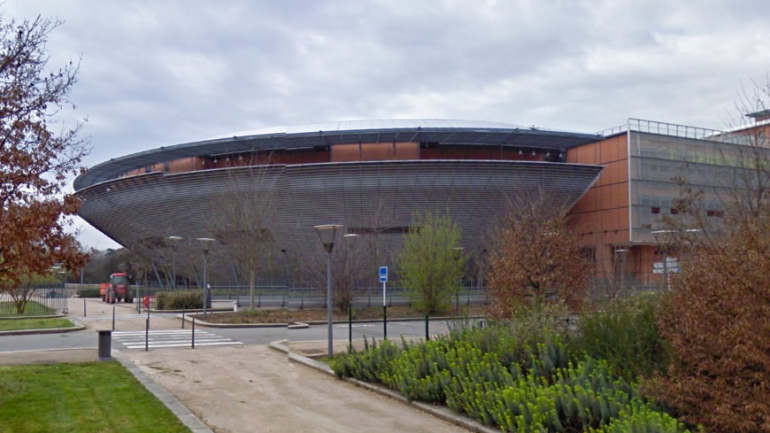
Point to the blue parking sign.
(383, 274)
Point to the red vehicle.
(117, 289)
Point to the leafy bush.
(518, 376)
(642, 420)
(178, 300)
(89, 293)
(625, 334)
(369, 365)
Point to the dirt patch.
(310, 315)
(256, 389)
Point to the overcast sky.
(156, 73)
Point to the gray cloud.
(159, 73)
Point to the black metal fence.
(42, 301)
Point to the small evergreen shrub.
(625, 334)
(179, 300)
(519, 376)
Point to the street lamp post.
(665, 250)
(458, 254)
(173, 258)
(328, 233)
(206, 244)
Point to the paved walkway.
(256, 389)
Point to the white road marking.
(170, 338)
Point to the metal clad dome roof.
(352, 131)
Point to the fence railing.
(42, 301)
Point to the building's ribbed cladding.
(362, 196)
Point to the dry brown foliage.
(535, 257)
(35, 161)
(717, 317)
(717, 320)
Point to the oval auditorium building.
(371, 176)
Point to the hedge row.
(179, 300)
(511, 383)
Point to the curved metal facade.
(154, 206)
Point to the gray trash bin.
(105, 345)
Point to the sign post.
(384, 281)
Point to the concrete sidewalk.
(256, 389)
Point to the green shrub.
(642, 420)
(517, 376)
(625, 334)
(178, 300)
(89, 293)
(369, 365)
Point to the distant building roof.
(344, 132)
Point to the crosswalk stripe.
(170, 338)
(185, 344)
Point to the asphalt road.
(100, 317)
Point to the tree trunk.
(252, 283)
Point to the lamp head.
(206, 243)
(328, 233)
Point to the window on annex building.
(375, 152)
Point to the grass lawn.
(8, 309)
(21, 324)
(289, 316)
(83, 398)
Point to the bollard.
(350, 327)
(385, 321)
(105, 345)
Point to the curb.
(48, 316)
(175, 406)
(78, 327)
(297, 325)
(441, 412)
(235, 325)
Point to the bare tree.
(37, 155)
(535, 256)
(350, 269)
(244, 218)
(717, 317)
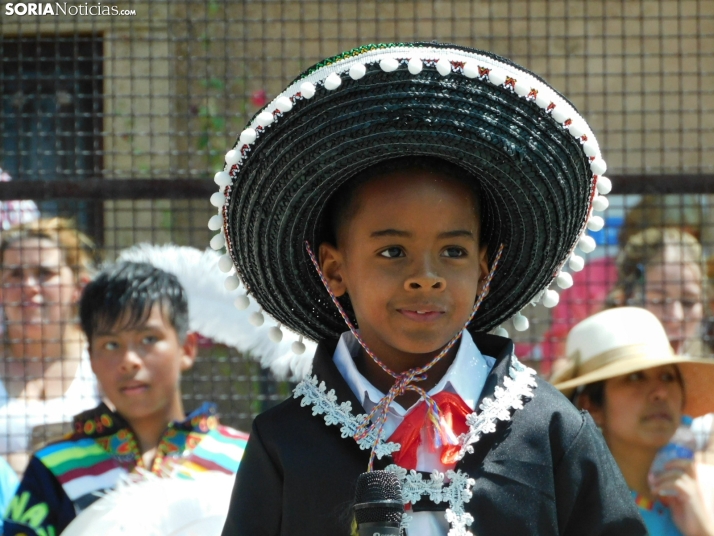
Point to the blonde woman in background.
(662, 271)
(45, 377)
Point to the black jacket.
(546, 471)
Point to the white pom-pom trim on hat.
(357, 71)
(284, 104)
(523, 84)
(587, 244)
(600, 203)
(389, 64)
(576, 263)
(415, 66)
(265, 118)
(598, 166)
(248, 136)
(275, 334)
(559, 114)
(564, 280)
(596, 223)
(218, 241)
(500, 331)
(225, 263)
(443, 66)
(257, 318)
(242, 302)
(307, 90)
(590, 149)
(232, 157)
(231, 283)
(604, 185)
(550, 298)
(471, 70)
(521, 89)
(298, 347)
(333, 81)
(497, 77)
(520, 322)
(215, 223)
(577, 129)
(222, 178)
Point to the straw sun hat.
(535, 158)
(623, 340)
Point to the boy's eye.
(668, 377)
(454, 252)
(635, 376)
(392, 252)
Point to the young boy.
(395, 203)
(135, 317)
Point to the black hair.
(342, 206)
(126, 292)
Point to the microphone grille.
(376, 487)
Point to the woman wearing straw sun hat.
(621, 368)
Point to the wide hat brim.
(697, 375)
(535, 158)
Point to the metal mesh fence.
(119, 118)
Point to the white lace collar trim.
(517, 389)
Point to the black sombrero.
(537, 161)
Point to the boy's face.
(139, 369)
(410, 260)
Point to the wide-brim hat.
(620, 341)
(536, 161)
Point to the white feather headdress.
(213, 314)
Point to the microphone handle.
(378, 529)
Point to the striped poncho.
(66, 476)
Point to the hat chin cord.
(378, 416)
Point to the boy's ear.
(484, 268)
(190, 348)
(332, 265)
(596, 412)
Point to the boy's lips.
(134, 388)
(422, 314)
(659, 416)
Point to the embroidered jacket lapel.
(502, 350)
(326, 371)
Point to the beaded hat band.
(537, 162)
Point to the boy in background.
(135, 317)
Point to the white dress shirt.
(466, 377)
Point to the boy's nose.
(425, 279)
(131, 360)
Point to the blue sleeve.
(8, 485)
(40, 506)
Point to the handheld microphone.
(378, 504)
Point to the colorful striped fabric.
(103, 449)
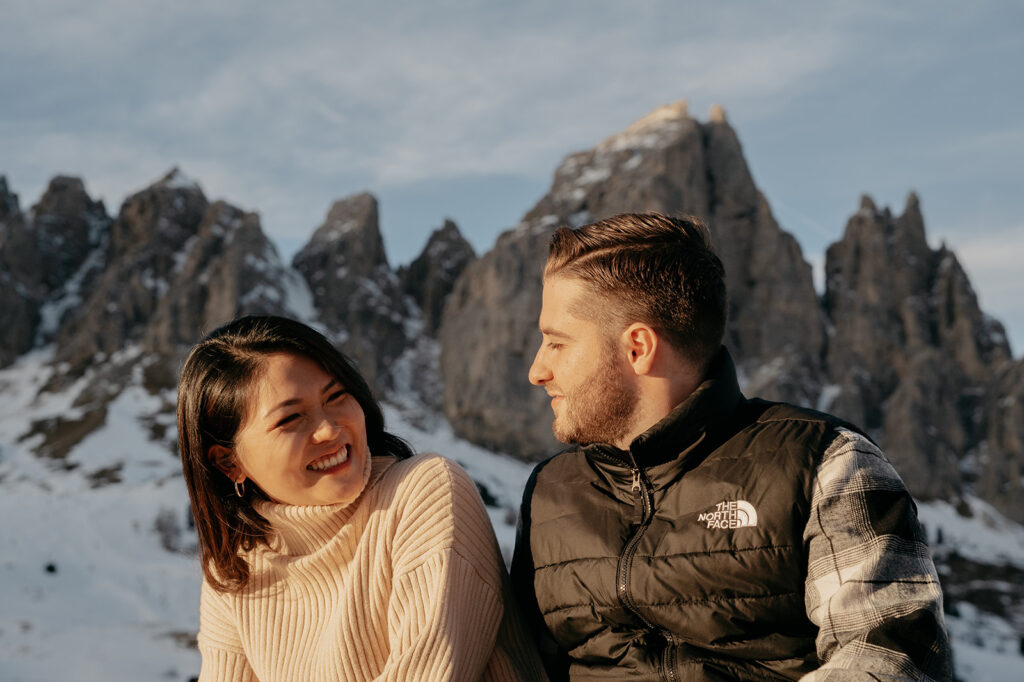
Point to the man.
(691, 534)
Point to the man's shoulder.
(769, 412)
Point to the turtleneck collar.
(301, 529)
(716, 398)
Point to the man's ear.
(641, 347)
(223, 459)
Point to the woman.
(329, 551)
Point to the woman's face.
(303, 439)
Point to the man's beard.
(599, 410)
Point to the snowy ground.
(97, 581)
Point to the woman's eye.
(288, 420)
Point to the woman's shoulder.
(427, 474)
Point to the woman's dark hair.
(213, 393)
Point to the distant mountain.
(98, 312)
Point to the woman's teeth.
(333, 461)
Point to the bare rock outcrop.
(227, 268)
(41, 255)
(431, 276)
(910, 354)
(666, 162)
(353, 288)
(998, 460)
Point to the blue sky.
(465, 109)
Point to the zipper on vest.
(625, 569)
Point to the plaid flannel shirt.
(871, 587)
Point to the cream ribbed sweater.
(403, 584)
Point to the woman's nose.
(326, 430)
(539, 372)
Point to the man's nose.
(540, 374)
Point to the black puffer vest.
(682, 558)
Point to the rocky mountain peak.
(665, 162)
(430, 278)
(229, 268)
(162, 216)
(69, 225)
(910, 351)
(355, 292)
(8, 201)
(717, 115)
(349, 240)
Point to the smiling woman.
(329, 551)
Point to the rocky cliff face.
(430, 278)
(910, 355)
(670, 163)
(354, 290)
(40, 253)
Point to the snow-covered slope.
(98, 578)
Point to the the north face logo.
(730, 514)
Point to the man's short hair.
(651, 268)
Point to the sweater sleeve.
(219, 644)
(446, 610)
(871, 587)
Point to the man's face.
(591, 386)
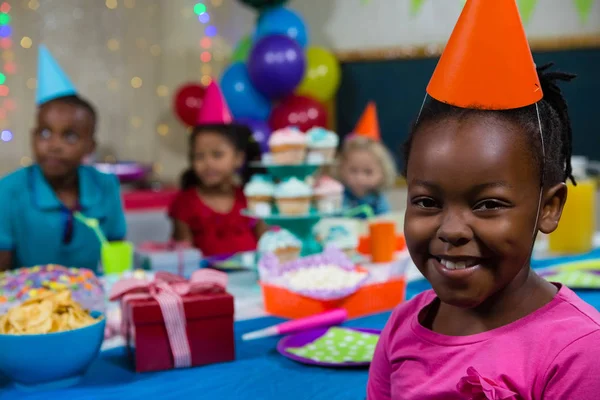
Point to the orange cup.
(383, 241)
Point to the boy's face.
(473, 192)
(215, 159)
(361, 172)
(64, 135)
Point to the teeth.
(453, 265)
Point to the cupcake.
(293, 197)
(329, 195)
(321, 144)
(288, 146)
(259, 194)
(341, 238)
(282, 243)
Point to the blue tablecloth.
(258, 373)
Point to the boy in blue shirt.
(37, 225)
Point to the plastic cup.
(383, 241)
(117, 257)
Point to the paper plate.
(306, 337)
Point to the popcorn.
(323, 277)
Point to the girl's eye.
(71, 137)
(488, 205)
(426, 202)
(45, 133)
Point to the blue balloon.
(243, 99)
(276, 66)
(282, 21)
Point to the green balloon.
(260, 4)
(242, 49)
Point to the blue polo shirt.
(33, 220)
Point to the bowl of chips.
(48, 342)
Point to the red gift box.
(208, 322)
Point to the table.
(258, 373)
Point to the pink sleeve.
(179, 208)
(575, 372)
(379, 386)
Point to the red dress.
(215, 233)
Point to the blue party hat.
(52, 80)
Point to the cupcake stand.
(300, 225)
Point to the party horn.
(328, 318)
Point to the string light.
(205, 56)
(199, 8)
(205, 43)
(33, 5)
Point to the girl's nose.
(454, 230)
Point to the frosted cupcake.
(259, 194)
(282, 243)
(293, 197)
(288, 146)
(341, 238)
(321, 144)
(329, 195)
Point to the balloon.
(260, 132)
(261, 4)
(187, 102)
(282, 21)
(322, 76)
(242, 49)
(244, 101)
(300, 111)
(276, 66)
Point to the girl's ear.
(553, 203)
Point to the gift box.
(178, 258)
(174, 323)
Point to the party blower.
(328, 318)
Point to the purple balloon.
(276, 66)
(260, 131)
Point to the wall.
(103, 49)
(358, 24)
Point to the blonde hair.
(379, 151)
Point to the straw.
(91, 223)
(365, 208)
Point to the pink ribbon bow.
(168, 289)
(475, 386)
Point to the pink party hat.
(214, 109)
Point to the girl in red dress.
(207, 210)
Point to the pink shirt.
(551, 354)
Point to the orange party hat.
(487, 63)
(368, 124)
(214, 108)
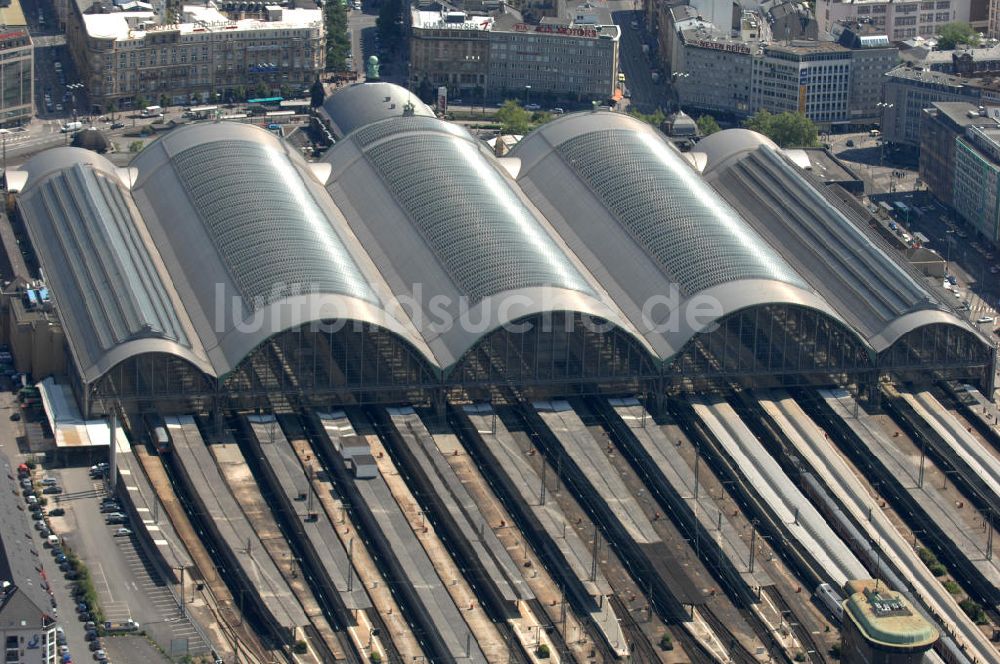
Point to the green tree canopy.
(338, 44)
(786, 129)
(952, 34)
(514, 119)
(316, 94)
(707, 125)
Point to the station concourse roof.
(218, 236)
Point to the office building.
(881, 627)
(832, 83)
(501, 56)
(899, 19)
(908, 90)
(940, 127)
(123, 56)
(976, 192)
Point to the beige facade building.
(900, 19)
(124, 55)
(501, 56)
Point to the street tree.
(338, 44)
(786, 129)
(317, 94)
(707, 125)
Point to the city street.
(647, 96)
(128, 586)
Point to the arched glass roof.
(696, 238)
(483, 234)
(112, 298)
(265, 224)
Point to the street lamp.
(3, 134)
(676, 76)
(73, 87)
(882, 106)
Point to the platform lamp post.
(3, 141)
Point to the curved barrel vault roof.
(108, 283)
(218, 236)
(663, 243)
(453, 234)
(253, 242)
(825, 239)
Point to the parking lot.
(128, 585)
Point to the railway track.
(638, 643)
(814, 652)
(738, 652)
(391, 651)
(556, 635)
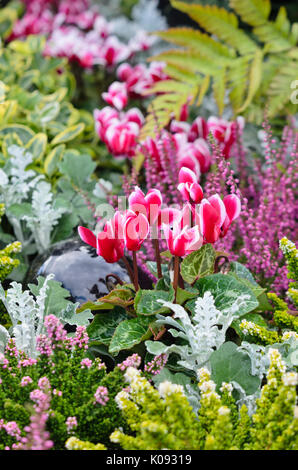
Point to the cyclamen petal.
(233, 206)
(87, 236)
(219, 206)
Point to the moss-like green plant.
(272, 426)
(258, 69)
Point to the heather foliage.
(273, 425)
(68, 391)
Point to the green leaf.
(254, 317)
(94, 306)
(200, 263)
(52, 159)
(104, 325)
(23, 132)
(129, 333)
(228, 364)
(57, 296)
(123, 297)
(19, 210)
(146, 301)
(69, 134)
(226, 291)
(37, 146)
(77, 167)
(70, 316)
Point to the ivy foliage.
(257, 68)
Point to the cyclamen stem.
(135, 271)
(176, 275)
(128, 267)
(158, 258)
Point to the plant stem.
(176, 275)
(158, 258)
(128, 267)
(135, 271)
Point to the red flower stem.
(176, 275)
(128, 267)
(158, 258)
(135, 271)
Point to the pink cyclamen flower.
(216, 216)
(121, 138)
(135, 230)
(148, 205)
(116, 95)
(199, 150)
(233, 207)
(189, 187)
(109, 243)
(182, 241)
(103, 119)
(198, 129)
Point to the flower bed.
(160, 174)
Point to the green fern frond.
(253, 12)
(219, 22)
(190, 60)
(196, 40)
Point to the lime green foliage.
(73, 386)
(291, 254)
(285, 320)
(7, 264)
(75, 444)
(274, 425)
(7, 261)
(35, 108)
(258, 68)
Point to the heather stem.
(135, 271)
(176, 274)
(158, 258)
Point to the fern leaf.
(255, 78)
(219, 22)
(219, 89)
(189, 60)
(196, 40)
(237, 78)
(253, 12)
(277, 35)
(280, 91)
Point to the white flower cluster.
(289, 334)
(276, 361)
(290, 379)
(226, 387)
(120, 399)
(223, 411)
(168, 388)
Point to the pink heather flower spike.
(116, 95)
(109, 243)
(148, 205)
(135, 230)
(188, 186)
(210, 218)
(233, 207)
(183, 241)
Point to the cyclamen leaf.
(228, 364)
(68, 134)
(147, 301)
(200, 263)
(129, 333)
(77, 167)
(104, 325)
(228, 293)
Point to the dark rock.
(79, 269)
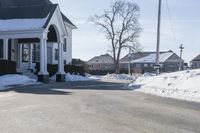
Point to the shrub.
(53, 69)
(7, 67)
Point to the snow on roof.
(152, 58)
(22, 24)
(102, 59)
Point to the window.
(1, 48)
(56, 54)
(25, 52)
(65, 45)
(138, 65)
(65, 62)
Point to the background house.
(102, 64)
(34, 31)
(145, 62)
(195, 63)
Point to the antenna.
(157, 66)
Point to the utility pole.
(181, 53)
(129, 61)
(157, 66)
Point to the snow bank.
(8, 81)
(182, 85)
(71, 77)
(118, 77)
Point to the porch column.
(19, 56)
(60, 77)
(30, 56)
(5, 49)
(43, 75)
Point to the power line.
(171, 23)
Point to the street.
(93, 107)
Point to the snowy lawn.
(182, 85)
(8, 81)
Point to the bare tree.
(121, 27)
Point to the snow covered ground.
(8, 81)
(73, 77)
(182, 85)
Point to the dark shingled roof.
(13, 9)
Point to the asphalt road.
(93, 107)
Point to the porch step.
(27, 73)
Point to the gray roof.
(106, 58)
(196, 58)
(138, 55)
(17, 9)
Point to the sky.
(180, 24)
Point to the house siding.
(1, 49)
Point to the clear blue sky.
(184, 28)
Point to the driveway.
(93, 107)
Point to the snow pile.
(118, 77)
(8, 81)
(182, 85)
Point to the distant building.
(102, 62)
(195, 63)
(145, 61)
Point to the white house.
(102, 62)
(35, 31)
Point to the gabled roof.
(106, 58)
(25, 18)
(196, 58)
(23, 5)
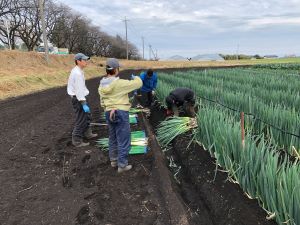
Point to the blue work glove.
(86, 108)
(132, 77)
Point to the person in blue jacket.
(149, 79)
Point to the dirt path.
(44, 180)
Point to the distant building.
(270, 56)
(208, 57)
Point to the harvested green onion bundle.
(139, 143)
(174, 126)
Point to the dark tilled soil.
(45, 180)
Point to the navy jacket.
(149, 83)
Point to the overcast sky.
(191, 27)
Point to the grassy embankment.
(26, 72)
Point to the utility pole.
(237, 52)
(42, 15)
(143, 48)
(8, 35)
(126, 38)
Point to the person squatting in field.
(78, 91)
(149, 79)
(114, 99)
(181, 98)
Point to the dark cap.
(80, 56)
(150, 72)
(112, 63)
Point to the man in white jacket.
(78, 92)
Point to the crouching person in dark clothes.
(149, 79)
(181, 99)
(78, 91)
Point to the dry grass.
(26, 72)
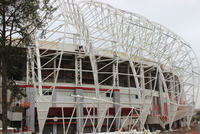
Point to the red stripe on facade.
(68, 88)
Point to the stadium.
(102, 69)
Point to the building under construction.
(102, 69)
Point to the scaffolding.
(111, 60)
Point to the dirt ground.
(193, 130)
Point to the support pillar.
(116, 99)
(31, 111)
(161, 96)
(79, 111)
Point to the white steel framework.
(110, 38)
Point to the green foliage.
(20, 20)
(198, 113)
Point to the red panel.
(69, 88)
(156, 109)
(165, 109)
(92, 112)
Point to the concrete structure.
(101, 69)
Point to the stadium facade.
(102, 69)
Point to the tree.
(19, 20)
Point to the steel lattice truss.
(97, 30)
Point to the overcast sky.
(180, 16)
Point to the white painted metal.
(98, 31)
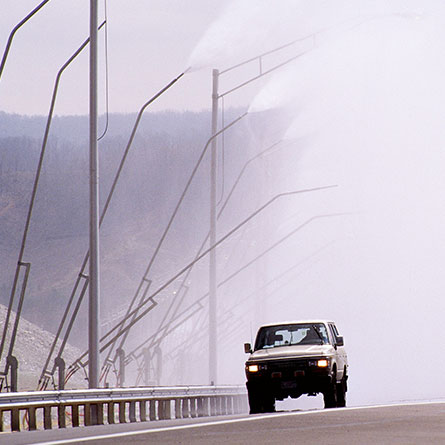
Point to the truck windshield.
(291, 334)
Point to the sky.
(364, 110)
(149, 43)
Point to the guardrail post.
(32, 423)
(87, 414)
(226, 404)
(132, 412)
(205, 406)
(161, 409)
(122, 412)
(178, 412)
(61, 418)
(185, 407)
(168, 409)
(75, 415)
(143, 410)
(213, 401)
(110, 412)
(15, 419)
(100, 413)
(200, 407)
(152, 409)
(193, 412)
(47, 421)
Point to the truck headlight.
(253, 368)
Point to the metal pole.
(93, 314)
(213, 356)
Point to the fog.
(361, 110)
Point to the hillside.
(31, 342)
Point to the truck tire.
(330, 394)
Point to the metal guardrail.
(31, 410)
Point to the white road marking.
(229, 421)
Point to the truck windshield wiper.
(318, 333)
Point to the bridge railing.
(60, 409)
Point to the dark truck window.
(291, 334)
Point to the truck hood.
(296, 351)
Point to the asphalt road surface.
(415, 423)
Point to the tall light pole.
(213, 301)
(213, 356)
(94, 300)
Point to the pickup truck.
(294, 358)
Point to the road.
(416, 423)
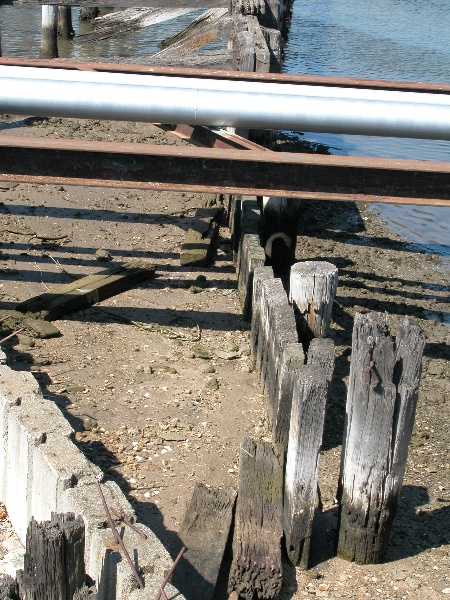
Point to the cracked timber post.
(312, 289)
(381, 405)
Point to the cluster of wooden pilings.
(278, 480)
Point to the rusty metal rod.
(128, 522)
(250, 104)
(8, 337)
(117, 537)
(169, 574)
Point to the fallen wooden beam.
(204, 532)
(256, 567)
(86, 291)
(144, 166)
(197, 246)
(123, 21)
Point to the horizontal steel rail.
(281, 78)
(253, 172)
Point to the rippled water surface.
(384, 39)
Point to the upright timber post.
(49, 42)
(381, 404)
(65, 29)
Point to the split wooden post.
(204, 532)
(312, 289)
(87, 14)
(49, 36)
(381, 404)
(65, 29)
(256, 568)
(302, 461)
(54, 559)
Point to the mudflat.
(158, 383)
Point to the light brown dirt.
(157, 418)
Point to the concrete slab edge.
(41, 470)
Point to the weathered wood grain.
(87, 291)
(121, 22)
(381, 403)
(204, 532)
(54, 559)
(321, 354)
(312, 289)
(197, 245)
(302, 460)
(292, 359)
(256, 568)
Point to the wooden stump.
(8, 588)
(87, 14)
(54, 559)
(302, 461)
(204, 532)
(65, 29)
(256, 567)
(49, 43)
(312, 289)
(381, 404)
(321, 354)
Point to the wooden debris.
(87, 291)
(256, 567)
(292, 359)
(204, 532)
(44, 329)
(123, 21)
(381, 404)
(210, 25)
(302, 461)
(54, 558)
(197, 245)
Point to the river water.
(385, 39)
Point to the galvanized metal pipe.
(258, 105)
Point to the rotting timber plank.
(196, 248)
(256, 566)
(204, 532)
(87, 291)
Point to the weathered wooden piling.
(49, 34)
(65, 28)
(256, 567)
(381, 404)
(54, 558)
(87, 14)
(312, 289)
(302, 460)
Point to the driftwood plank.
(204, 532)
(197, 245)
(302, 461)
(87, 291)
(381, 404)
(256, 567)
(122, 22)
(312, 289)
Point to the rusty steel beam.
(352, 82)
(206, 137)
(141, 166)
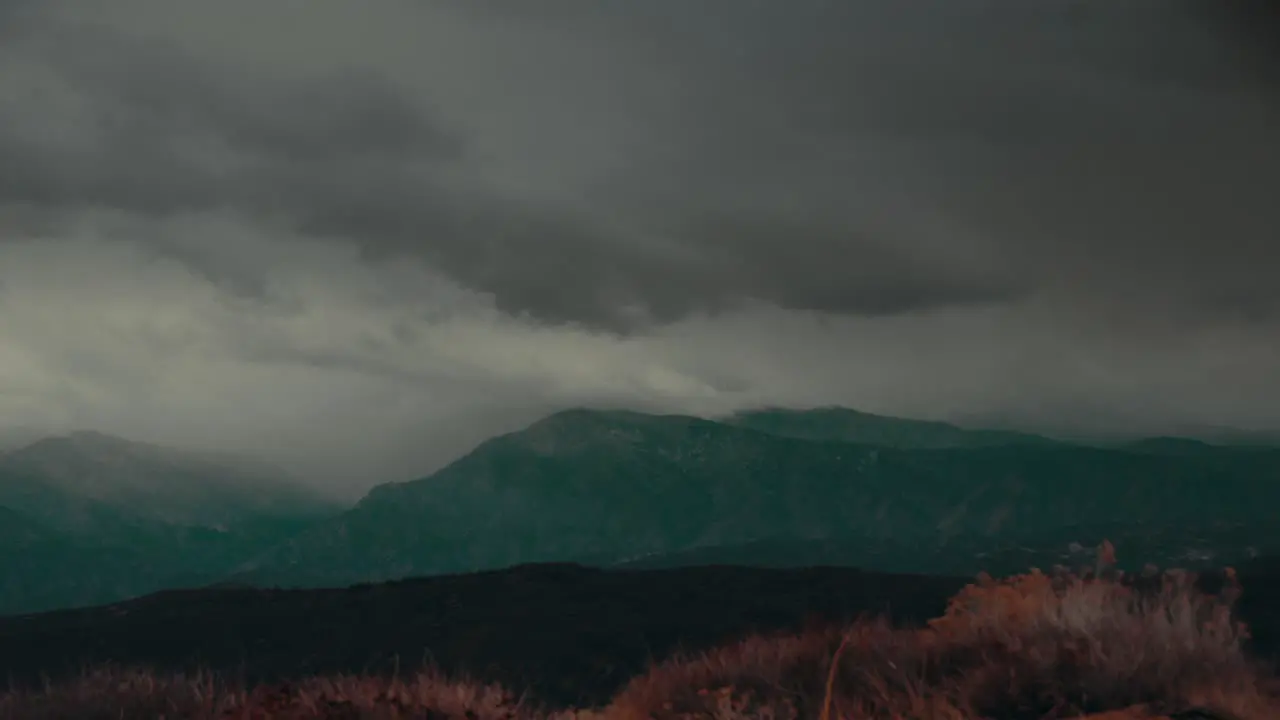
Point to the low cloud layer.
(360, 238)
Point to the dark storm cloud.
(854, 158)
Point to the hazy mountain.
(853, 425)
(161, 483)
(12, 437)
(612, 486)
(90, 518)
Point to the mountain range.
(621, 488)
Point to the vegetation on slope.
::::::::
### Written task:
Please copy the lines above, starting at the one that holds "Point to the mudflat." and stopping after the last line, exactly as they appear and minus the pictures.

### Output for this exercise:
Point to the mudflat.
(158, 383)
Point to the light brown dirt.
(157, 418)
Point to the concrete slab edge.
(41, 470)
Point to the weathered wood grain.
(87, 291)
(121, 22)
(381, 403)
(204, 532)
(54, 559)
(321, 354)
(312, 289)
(197, 245)
(302, 460)
(292, 359)
(256, 568)
Point to the wooden stump.
(8, 588)
(87, 14)
(54, 559)
(302, 461)
(204, 532)
(65, 29)
(256, 567)
(49, 43)
(312, 289)
(381, 404)
(321, 354)
Point to the wooden debris.
(87, 291)
(256, 567)
(292, 359)
(204, 532)
(44, 329)
(123, 21)
(381, 404)
(210, 25)
(302, 461)
(54, 558)
(197, 245)
Point to the river water.
(385, 39)
Point to the galvanized metal pipe.
(258, 105)
Point to the rotting timber plank.
(196, 248)
(256, 566)
(204, 532)
(87, 291)
Point to the weathered wooden piling.
(49, 34)
(65, 28)
(256, 567)
(381, 404)
(54, 558)
(87, 14)
(312, 289)
(302, 460)
Point to the driftwood plank.
(204, 532)
(197, 245)
(302, 461)
(87, 291)
(381, 404)
(256, 567)
(122, 22)
(312, 289)
Point to the rusty steel beam.
(352, 82)
(206, 137)
(141, 166)
Point to the low cloud layer.
(360, 238)
Point to the dark storm cloud.
(854, 158)
Point to the hazy mountain.
(853, 425)
(161, 483)
(12, 437)
(612, 486)
(90, 518)
Point to the mountain range.
(621, 488)
Point to the vegetation on slope.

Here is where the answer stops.